* [What needs to be done]: Find every line in the records below that contains the string "light" and copy each of those lines. Matching is case-sensitive.

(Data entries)
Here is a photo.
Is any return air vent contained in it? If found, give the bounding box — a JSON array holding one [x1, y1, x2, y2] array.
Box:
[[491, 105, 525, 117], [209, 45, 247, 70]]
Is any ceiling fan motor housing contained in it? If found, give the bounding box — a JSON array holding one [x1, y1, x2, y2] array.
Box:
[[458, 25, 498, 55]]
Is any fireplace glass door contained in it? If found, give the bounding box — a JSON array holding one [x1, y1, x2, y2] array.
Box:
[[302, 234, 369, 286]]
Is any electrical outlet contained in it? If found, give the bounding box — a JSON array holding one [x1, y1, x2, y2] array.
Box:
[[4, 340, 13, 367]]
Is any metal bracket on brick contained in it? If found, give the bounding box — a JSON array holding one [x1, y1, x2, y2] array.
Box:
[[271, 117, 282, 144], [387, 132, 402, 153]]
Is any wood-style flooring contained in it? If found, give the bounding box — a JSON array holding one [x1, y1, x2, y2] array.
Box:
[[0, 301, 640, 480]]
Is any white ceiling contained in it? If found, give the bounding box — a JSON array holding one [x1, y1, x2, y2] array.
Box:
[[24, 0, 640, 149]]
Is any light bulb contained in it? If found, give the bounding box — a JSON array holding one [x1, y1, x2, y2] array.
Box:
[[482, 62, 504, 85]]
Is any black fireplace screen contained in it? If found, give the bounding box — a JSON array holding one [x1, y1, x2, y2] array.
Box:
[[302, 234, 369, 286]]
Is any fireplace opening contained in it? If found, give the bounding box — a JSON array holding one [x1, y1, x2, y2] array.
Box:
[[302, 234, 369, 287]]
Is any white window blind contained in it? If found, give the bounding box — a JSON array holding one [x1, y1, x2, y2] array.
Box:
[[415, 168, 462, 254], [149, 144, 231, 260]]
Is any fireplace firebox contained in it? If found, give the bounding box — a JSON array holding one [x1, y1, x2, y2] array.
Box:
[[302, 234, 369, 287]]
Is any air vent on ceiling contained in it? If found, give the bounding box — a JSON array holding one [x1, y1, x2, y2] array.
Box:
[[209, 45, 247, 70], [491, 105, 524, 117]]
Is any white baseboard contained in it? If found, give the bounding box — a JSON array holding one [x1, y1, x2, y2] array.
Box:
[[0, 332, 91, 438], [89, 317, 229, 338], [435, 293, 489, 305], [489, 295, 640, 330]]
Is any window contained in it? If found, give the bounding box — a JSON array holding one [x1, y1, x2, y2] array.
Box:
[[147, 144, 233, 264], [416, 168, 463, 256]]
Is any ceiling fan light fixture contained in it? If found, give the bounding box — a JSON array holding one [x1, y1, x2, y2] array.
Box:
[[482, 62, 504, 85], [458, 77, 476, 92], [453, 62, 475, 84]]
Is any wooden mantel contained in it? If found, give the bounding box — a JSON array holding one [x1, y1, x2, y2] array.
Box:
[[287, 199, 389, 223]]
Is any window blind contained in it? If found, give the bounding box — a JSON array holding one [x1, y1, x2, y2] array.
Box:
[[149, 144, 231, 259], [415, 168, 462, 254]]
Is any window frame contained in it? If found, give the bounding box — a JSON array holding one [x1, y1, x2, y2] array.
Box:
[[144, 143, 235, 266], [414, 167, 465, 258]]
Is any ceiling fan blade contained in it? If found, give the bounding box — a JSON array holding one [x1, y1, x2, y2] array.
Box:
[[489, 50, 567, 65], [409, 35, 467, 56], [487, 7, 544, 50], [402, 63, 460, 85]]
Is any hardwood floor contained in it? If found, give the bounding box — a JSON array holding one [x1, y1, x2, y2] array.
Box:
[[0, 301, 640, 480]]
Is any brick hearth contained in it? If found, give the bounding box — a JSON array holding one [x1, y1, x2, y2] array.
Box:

* [The completed task]:
Is any light bulb contained in it? If found, give the bounding box — a JSON array holding one [x1, y1, x2, y2] array.
Is any ceiling fan light fixture contained in it? If found, give the bounding box — a JSON array holding one [x1, y1, x2, y2] array.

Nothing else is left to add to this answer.